▶ WORK REQUIRED: Show every line in the entries below that contains the word "golden", copying each of those lines in full.

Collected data
--------------------
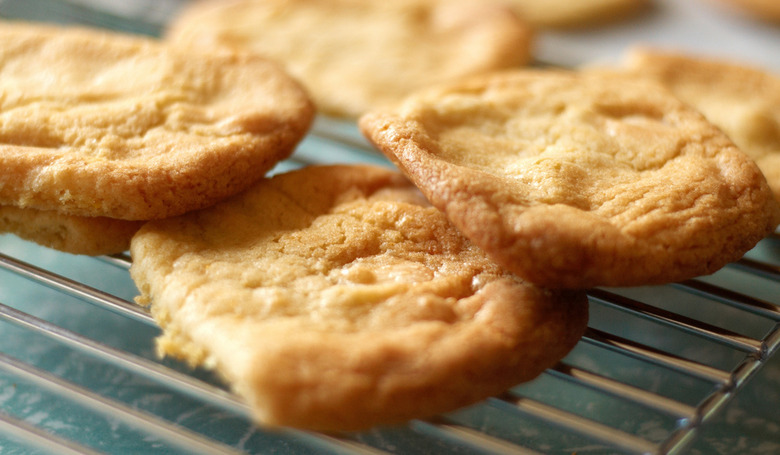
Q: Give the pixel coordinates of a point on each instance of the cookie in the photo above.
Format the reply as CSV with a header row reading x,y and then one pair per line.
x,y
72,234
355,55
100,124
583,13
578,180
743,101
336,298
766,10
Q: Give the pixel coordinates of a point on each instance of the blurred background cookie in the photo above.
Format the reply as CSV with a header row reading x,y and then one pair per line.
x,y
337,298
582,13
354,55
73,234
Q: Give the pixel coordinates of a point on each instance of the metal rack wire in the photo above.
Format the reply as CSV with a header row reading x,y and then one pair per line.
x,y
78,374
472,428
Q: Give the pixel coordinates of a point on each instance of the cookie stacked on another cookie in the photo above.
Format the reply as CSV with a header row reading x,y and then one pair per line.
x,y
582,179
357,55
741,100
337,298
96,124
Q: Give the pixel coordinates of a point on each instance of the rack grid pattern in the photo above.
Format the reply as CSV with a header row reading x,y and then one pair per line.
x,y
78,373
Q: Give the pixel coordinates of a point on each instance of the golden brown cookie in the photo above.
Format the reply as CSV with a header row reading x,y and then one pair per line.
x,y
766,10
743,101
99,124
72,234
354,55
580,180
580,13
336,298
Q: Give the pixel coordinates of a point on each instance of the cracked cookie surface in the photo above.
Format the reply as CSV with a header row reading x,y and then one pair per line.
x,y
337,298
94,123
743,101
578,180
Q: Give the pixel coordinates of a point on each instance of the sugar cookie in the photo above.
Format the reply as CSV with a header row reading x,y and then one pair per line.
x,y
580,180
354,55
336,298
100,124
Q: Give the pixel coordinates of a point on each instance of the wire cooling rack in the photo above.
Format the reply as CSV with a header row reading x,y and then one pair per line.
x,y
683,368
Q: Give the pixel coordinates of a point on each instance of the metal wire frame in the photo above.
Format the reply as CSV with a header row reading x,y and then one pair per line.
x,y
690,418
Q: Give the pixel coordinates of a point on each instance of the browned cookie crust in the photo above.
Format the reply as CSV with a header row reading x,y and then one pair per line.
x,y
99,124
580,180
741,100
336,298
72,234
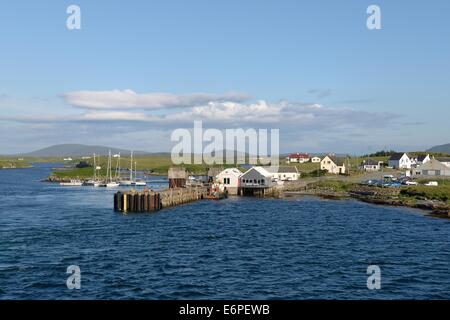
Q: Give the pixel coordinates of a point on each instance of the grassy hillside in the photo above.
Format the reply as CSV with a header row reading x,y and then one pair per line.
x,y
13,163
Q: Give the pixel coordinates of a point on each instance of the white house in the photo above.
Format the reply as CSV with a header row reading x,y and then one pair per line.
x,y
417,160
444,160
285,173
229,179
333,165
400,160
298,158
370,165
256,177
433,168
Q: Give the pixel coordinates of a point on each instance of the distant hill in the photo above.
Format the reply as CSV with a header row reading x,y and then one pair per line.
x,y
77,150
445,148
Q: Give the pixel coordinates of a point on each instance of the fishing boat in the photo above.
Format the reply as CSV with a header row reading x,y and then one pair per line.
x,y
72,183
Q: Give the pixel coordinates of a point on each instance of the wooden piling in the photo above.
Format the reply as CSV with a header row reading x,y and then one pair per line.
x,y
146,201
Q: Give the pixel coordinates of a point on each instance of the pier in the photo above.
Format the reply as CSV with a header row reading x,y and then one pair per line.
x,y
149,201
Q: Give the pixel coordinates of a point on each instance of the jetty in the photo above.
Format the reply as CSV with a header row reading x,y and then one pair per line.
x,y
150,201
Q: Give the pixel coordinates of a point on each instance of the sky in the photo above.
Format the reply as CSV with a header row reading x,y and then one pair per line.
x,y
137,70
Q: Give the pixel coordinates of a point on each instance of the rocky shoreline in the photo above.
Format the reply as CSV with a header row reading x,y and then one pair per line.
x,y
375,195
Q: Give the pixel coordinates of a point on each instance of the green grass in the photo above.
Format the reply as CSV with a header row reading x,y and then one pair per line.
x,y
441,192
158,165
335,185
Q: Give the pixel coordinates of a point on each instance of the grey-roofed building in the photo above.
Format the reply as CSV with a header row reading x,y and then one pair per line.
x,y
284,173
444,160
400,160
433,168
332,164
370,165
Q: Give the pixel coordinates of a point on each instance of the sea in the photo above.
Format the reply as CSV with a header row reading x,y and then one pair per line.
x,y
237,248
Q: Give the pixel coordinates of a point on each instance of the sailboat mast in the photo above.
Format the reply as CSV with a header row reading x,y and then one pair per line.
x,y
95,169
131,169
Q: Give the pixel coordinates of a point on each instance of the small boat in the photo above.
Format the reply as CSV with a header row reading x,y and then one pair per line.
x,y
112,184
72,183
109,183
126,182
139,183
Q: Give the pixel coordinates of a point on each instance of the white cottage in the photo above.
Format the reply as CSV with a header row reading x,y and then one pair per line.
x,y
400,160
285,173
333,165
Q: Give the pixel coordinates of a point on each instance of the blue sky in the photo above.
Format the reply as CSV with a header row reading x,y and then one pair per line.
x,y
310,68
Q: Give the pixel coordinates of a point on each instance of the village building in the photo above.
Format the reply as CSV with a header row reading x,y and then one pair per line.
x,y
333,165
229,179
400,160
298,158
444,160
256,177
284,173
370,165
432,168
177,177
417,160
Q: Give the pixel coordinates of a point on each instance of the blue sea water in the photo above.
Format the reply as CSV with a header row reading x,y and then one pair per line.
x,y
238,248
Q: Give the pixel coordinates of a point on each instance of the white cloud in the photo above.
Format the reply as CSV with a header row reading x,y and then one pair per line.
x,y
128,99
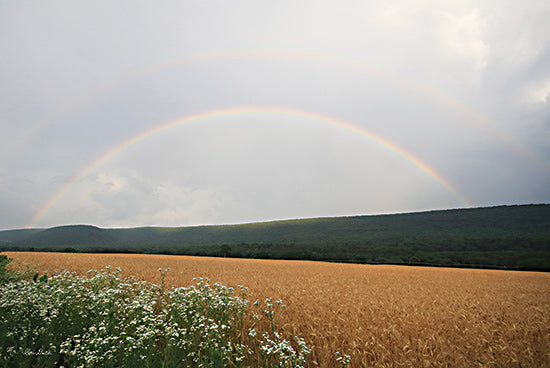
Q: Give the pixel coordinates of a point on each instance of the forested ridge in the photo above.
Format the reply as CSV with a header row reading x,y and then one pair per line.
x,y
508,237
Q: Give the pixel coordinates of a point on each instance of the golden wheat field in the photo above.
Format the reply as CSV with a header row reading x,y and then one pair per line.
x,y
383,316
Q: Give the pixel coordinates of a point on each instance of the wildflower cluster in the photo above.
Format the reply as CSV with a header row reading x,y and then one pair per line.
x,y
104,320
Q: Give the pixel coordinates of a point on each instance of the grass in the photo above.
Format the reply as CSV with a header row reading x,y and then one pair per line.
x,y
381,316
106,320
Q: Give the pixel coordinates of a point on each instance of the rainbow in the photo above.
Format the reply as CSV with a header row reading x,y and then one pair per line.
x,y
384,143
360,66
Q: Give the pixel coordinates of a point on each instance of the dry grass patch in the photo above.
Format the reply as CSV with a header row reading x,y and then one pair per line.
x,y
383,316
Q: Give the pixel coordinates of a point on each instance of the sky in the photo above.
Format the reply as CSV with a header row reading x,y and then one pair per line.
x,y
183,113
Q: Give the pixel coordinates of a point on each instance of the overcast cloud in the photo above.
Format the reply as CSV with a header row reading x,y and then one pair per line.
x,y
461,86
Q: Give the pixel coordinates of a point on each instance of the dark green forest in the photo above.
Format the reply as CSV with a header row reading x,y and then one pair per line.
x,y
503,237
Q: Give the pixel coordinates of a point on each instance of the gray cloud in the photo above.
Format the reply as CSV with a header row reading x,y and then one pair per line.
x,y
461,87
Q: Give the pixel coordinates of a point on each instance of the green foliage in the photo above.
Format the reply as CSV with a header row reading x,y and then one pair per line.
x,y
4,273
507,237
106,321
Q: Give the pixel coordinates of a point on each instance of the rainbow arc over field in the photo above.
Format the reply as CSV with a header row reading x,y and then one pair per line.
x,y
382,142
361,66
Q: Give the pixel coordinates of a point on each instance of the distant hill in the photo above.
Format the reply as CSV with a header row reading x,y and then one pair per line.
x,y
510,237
--------------------
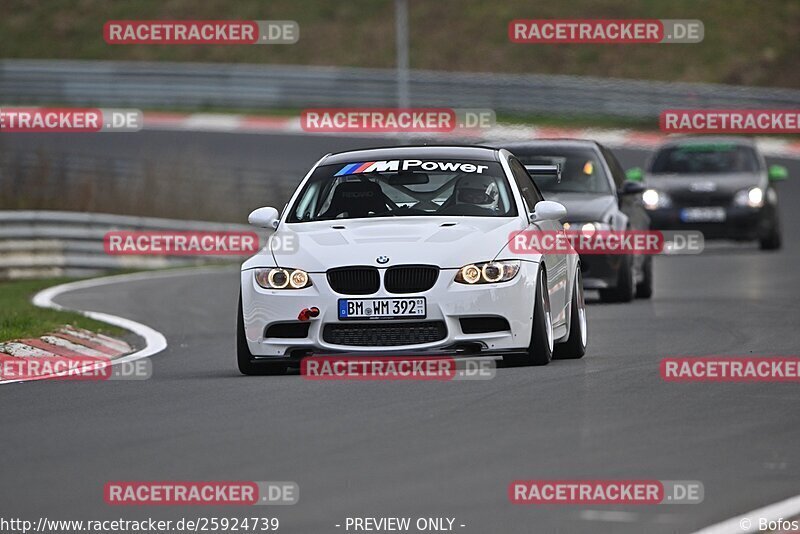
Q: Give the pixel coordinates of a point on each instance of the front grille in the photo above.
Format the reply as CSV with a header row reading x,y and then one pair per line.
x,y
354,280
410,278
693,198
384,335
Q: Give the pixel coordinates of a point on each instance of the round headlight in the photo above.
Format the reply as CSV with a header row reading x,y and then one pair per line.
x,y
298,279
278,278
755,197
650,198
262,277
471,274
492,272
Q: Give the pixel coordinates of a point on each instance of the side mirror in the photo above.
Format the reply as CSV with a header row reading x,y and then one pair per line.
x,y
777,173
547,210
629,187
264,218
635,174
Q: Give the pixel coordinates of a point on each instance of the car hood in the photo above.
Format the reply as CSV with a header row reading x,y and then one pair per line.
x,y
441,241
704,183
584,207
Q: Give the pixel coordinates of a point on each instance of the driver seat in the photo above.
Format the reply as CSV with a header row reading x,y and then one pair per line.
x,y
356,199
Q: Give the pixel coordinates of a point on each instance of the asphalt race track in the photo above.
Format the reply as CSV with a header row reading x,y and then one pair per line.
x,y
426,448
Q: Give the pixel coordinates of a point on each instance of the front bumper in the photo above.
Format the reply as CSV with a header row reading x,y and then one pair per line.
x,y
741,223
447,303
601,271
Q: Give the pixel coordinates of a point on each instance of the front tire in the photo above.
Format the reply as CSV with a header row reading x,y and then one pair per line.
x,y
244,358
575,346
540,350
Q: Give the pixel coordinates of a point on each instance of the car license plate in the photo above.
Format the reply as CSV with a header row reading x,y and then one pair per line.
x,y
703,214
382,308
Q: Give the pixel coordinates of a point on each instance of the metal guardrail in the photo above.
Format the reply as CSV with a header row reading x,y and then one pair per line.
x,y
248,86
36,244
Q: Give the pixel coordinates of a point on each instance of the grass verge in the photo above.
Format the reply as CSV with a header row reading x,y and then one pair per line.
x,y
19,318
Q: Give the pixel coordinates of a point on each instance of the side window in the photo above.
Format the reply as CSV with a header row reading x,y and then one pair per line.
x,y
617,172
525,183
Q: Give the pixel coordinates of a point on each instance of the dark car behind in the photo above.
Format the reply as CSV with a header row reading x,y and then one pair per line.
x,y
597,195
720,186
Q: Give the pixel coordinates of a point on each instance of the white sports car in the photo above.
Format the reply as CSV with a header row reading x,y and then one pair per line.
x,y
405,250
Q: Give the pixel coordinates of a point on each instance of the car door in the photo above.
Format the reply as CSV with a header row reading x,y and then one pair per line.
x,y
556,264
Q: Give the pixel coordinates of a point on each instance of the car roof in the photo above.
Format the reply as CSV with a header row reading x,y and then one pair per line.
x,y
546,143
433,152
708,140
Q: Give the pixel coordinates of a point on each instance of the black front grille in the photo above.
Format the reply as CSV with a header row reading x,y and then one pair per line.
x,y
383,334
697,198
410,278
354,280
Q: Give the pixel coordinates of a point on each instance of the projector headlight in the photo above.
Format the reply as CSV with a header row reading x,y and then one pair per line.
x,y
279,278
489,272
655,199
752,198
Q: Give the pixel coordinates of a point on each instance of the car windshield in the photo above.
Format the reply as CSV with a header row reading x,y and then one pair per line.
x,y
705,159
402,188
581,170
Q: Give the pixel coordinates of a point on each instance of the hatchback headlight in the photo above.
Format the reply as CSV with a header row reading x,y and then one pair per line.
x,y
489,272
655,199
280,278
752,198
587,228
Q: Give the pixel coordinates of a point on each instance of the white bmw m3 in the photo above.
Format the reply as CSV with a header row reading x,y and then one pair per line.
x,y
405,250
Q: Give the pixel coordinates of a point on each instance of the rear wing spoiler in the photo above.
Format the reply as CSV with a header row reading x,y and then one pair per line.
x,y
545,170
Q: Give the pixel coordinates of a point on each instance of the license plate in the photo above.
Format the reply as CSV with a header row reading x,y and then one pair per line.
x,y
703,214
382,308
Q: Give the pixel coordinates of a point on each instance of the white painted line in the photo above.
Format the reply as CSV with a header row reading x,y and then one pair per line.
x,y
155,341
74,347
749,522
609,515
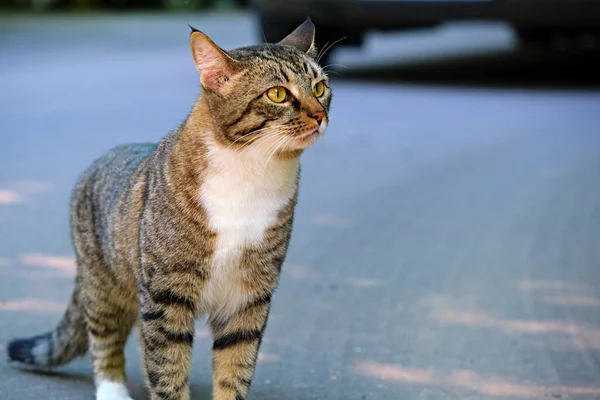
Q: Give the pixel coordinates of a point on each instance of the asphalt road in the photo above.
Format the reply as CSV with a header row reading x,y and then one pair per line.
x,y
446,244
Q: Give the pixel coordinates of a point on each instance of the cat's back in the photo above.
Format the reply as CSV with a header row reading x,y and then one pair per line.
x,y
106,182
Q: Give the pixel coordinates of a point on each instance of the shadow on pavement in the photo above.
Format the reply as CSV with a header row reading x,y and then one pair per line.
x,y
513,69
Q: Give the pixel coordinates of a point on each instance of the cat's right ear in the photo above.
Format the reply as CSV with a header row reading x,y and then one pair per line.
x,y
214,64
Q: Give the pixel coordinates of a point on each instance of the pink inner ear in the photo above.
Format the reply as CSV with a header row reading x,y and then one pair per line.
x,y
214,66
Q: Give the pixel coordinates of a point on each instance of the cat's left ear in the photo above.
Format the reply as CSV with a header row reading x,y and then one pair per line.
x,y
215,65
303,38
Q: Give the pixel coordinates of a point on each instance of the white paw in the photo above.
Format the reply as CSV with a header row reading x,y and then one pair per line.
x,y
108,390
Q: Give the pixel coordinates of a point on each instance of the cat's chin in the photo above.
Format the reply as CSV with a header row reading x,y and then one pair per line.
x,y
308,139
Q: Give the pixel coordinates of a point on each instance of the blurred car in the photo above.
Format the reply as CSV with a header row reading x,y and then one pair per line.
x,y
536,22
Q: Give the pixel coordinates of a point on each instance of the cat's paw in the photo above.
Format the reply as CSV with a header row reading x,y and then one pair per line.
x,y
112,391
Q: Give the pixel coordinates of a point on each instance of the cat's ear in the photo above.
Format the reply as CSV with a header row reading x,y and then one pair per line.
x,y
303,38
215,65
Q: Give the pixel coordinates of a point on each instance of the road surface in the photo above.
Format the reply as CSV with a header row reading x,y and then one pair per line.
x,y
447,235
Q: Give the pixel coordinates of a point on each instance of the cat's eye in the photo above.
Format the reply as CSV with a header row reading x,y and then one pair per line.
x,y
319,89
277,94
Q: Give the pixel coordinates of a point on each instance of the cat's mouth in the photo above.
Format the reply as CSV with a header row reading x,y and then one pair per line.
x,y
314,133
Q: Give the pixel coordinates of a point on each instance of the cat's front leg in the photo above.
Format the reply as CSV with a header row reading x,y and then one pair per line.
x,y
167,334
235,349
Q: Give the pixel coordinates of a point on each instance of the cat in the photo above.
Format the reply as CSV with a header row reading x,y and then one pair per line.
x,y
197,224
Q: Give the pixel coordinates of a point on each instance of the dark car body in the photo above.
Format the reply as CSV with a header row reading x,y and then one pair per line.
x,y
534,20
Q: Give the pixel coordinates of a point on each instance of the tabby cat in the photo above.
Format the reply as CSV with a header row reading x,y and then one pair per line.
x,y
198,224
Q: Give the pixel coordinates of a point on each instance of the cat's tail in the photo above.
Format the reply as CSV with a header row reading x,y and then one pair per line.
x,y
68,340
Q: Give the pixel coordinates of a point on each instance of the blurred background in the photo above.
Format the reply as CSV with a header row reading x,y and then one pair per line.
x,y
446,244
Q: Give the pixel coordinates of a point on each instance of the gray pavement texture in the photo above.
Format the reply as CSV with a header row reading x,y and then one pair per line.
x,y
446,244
--------------------
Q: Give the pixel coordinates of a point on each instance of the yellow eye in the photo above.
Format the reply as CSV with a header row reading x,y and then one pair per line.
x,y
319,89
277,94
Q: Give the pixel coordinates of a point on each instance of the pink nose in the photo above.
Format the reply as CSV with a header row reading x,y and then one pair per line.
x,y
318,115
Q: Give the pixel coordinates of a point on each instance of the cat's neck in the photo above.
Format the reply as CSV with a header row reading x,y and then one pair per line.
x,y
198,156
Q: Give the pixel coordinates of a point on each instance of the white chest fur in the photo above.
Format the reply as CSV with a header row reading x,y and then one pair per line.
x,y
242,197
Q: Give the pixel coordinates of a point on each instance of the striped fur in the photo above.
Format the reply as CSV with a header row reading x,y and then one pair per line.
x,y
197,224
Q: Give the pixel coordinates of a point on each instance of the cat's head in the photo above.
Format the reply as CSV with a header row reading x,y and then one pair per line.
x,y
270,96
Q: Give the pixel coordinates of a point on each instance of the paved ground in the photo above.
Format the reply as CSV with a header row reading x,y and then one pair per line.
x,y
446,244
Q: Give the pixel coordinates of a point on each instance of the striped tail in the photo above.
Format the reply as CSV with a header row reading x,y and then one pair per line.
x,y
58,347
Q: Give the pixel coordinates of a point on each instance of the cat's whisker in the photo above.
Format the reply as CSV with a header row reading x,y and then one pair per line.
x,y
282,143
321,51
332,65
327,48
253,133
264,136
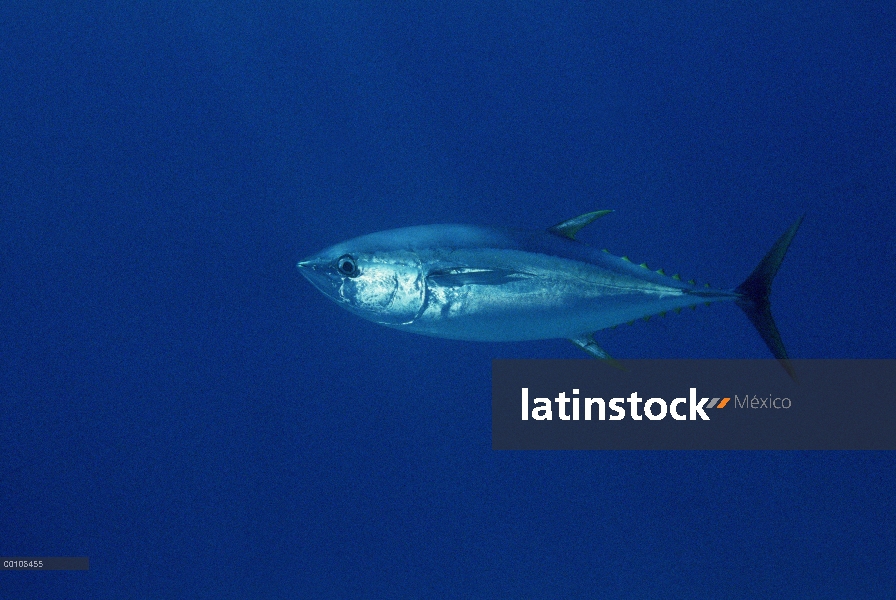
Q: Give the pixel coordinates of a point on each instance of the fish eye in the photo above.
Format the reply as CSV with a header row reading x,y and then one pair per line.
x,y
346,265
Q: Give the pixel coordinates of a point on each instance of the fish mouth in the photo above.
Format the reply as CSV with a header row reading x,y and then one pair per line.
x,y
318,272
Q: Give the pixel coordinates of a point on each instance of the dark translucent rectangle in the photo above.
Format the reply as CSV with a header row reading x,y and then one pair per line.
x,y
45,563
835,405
--------------------
▶ SOLUTION FOR THIS TASK:
Q: Give the pixel coordinates of a point on each instance of the golden brown cookie in the photo above.
Q: Give the pixel coordinates of a point on each instance of the golden wheat field in the photo above.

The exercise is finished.